PROBLEM
Please state how many lines in the records below contain the word "hood"; the answer should be a number and nothing else.

[[ GIVEN INFORMATION, beginning ]]

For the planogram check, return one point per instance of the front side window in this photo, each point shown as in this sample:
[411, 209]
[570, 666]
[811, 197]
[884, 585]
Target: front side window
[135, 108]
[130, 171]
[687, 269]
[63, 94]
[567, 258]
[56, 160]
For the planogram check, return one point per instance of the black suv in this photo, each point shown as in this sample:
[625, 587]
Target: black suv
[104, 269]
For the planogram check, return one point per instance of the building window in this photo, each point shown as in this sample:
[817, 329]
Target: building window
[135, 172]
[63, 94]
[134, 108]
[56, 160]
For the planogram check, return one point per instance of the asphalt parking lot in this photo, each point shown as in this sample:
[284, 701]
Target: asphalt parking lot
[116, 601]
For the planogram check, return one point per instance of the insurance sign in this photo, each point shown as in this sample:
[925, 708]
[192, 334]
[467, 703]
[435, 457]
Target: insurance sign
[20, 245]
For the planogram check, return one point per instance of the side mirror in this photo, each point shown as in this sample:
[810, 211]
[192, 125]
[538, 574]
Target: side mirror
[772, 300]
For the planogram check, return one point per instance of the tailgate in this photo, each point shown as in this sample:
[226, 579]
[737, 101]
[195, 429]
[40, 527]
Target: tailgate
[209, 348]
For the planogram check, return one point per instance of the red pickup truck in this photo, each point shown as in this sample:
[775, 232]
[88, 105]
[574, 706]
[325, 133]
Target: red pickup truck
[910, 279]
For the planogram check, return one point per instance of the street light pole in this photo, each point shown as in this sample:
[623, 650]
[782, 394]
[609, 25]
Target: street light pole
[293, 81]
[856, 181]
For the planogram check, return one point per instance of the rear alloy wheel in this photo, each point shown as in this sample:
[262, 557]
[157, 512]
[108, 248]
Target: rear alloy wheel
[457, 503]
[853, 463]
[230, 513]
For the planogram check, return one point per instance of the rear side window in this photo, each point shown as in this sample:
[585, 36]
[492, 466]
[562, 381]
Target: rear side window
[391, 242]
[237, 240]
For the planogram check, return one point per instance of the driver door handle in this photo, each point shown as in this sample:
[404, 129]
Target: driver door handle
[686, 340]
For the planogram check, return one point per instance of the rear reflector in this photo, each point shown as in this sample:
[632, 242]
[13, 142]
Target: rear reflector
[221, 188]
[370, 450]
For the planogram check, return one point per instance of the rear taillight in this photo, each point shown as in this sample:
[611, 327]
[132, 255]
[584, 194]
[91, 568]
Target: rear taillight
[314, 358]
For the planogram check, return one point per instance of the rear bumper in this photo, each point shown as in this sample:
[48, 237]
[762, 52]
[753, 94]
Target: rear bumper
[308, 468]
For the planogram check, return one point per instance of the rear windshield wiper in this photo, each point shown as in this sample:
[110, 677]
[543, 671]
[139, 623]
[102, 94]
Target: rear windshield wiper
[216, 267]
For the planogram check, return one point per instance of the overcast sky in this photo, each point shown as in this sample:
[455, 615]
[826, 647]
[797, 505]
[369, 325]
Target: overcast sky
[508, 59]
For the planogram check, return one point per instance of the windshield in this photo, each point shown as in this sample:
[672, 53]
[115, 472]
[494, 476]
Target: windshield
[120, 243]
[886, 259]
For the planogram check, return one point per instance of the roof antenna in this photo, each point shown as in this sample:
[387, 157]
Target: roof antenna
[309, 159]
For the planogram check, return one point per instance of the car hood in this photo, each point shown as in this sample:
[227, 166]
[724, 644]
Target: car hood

[[ GIVEN INFORMATION, end ]]

WRITTEN ANSWER
2